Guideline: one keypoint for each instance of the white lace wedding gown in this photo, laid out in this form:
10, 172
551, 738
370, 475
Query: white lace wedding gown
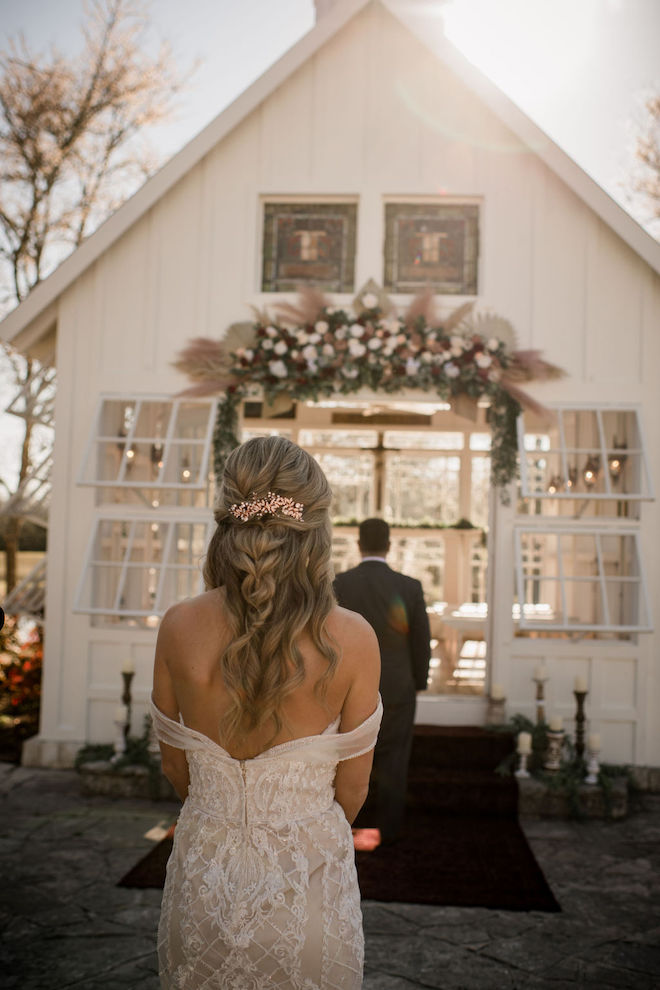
261, 889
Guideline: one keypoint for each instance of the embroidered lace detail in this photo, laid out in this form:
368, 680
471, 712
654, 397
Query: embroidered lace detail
261, 890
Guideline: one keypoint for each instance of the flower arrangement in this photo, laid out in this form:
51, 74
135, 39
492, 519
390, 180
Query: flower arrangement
316, 349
##############################
> [Requirement] Your answer should be a single number: how many lines in the preceding entries contain "Guideline".

> [Solution] 3